• [SOURCE DATA]
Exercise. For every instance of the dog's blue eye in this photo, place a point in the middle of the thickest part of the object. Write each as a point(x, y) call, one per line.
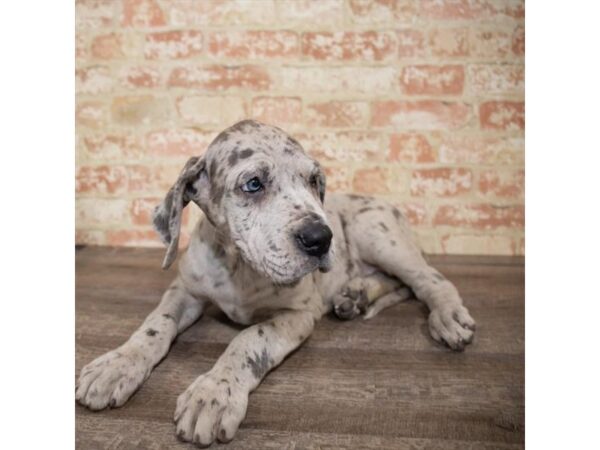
point(254, 185)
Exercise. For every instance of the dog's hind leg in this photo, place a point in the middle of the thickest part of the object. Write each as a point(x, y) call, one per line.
point(112, 378)
point(390, 247)
point(369, 294)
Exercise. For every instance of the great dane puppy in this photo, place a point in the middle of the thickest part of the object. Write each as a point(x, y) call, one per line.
point(274, 254)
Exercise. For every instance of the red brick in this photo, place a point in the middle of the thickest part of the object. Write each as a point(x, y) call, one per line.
point(142, 14)
point(411, 43)
point(277, 110)
point(415, 213)
point(339, 46)
point(95, 14)
point(490, 43)
point(410, 148)
point(372, 181)
point(343, 147)
point(449, 42)
point(93, 80)
point(472, 9)
point(144, 179)
point(474, 244)
point(140, 77)
point(91, 212)
point(108, 46)
point(253, 44)
point(92, 114)
point(213, 110)
point(510, 184)
point(483, 216)
point(178, 143)
point(89, 237)
point(518, 41)
point(432, 80)
point(142, 208)
point(337, 114)
point(338, 179)
point(486, 79)
point(133, 238)
point(140, 110)
point(423, 115)
point(440, 182)
point(302, 12)
point(101, 180)
point(112, 147)
point(475, 149)
point(82, 50)
point(502, 115)
point(394, 12)
point(344, 79)
point(173, 45)
point(198, 14)
point(221, 77)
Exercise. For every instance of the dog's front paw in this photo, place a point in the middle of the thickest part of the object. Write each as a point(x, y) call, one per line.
point(111, 379)
point(452, 325)
point(212, 407)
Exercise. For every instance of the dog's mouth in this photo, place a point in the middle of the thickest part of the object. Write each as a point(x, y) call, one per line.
point(282, 275)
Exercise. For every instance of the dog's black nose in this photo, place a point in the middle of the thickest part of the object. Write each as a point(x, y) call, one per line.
point(314, 238)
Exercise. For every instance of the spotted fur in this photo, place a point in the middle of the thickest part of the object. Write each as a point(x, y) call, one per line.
point(245, 258)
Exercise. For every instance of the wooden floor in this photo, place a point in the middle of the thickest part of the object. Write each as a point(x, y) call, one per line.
point(379, 384)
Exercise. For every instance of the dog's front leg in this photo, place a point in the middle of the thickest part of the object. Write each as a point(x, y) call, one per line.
point(214, 405)
point(113, 377)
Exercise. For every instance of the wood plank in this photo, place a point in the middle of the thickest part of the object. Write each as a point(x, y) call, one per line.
point(381, 383)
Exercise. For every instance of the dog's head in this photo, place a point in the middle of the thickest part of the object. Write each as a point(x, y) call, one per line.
point(258, 187)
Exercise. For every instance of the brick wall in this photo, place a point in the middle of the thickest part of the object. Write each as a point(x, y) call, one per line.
point(420, 102)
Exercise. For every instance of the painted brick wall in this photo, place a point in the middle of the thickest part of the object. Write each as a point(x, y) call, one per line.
point(420, 102)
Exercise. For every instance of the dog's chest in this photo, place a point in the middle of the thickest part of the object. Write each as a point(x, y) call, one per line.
point(244, 296)
point(249, 301)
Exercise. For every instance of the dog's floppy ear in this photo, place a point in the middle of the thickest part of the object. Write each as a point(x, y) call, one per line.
point(167, 216)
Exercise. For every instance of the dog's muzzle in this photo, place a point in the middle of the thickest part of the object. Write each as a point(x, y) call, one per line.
point(314, 238)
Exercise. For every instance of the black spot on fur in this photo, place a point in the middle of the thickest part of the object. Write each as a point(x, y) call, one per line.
point(438, 276)
point(233, 158)
point(349, 266)
point(211, 169)
point(246, 153)
point(260, 364)
point(292, 141)
point(217, 195)
point(221, 137)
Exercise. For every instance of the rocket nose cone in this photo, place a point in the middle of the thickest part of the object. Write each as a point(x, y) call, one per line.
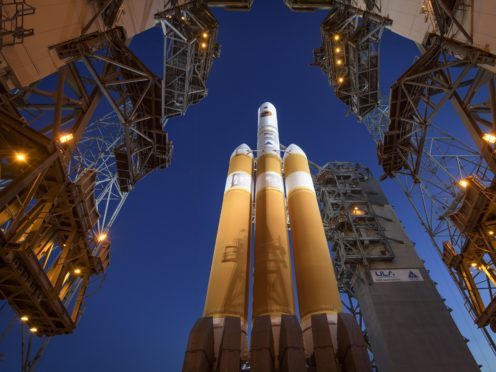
point(267, 106)
point(294, 149)
point(242, 149)
point(267, 114)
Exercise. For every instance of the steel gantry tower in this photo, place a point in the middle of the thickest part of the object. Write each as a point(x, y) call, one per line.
point(65, 176)
point(448, 180)
point(383, 282)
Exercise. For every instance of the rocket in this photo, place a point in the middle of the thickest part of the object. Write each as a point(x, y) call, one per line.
point(285, 203)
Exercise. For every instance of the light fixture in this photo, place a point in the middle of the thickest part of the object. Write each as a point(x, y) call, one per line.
point(357, 211)
point(66, 137)
point(20, 157)
point(101, 237)
point(489, 138)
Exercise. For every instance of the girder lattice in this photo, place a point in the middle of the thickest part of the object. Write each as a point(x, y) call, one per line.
point(190, 46)
point(349, 55)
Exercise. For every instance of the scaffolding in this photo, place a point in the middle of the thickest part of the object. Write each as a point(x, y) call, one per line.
point(190, 46)
point(354, 230)
point(12, 29)
point(349, 55)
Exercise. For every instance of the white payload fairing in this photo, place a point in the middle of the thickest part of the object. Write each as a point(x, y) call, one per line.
point(324, 339)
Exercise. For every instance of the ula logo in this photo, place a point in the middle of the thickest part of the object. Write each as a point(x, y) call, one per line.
point(385, 274)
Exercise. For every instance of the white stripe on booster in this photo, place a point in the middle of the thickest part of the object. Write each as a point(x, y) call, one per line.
point(239, 180)
point(269, 179)
point(299, 179)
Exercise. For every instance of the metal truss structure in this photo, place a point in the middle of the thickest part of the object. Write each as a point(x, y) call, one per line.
point(437, 199)
point(353, 228)
point(349, 55)
point(12, 13)
point(448, 182)
point(428, 160)
point(64, 179)
point(190, 46)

• [PROBLEM DETAILS] Recast the rows above as a two-column CSV headed instruction and answer, with one line per row. Wrap each field in double quotes, replace its line breaks with spaces, and leave out the pictures.

• [THE RESPONSE]
instruction,answer
"Exercise. For every instance of the dog's blue eye in this photo, place a point in the middle of the thickest part of the object. Write each as a point(x, y) call, one per line.","point(254, 185)"
"Exercise. For every instance of the dog's hind leg in this photo, place a point in the middle of the thickest part of the object. Write each as a point(x, y) call, one per line.","point(112, 378) point(390, 247) point(369, 294)"
"Exercise. For every instance of the great dane puppy in this photo, place a point in the middle of the thickest part of the object. Write each as a point(x, y) call, one per line.","point(274, 254)"
"Exercise. For every instance of the red brick in this photo, place a point in the middle of the thickest part of the object. Write each as a point(x, y) call, one per line.","point(142, 14) point(411, 43) point(277, 110) point(415, 213) point(339, 46) point(95, 14) point(490, 43) point(410, 148) point(372, 181) point(343, 147) point(449, 42) point(93, 80) point(472, 9) point(144, 179) point(474, 244) point(140, 77) point(91, 212) point(108, 46) point(253, 44) point(92, 114) point(213, 110) point(510, 184) point(483, 216) point(178, 143) point(89, 237) point(518, 41) point(432, 80) point(142, 208) point(337, 114) point(338, 179) point(486, 79) point(133, 238) point(140, 110) point(423, 115) point(440, 182) point(302, 12) point(101, 180) point(112, 147) point(475, 149) point(82, 50) point(502, 115) point(394, 12) point(344, 79) point(173, 45) point(198, 14) point(221, 77)"
"Exercise. For every instance of the dog's front paw in this photo, place a point in the middle of the thickest part of the object. Write each as a point(x, y) call, one per line.","point(111, 379) point(452, 325) point(212, 407)"
"Exercise. For every instance of the dog's mouth in this photo, place a point in the middle of the thickest part of the object. Write each as a point(x, y) call, one per line.","point(282, 275)"
"Exercise. For every instance of the dog's black nose in this photo, place a point in the middle of the thickest part of the object. Write each as a point(x, y) call, one per line.","point(314, 238)"
"Exercise. For every instance of the spotted fur in this photo, place a point in the middle of the thickest part of the object. Write each as a point(x, y) call, one per line.","point(245, 258)"
"Exercise. For every instance of the wooden floor in this photo, place a point in the middle of the thickest part of the object. Write each as a point(x, y) call, one per line.","point(379, 384)"
"Exercise. For every instance of the dog's front leg in this photo, place a point in the middle of the thickest part of the object. Write each as a point(x, y) call, one per line.","point(214, 405) point(113, 377)"
"Exercise. For every instance of the wood plank in this photo, place a point in the middle of the thickest part of the object. Write each as a point(x, y) call, one per line.","point(381, 383)"
"Exercise. For every instance of the dog's head in this photo, place a point in the middle of the thickest part of the object. Write each as a point(x, y) call, one per line.","point(258, 187)"
"Exercise. For every instance of the brick wall in this photo, place a point in the middle of the thickest part of the object. Write each as a point(x, y) call, one per line.","point(420, 102)"
"Exercise. For every instance of the painted brick wall in this photo, place a point in the middle of the thickest part of the object. Write each as a point(x, y) call, one per line.","point(420, 102)"
"Exercise. For every instance of the dog's chest in this photo, place a point in the middle of the thickest part of the object. Write each as a point(x, y) call, one per line.","point(244, 296) point(249, 301)"
"Exercise. For every instance of the dog's floppy ear in this photo, place a point in the middle of the thickest part of the object. Write each as a point(x, y) call, one per line.","point(167, 216)"
"Exercise. For every instance of the dog's muzzle in this photo, place a point in the middle of the thickest part of the object. Write each as a point(x, y) call, one per line.","point(314, 238)"
"Exercise. For every instance of the black spot on fur in this photo, place a point in the middle of the thickest part of the object. Write each as a point(x, y) call, one per line.","point(438, 276) point(233, 158) point(349, 266) point(211, 169) point(246, 153) point(260, 364) point(292, 141) point(217, 195) point(221, 137)"
"Exercise. For every instance of the rocket nose cone in this photo, place a point in the middle of the thickest part of the object. Write each as a point(x, y) call, one per line.","point(267, 106) point(294, 149) point(242, 149) point(267, 114)"
"Exercise. For every instance of the steel gantry tower in this photo, place a point in the middle of the thickest part of the object. Write each as a point(x, y) call, one per line.","point(65, 176) point(448, 180) point(383, 282)"
"Exercise. For every instance of the rocket in this photo, place a point in the middle of the thickest part of the object. Write each as a point(x, y) call, one per line.","point(285, 203)"
"Exercise. For every instance of the light fixture in this photo, place a point in the middle of the thickest part of the object. Write each as a point(x, y) call, one per line.","point(357, 211) point(66, 137) point(20, 157) point(101, 237) point(489, 138)"
"Exercise. For every instance of the girder lattice in this photo, place a point in the middle of the thickest part of the object. Write each as a point(x, y) call, one per line.","point(190, 46) point(349, 55)"
"Exercise. For every instance of the scaffolding in this photo, place a point in the middle of the thickest part of the object. Write each as a point(x, y) call, one per line.","point(190, 46) point(354, 230) point(12, 29) point(349, 55)"
"Exercise. For every instance of the white payload fairing in this photo, place a point in the middle of the thickest part of the object. Write each as a point(x, y) call, one per line.","point(324, 339)"
"Exercise. For every instance of the ula logo in this photo, place a point in the middle of the thickest part of the object. Write each as a point(x, y) call, one per line.","point(385, 274)"
"Exercise. For every instance of the white stripe on booster in this photo, place a point in the middle of the thickest part of the object. Write each as a point(x, y) call, one per line.","point(239, 180) point(269, 179) point(299, 179)"
"Exercise. For every instance of the metal truss structure in this photo, place a point in the middle of the thickest part of the object. Write each as a point(x, y) call, one per line.","point(437, 199) point(353, 228) point(349, 55) point(12, 13) point(448, 182) point(428, 160) point(64, 179) point(190, 46)"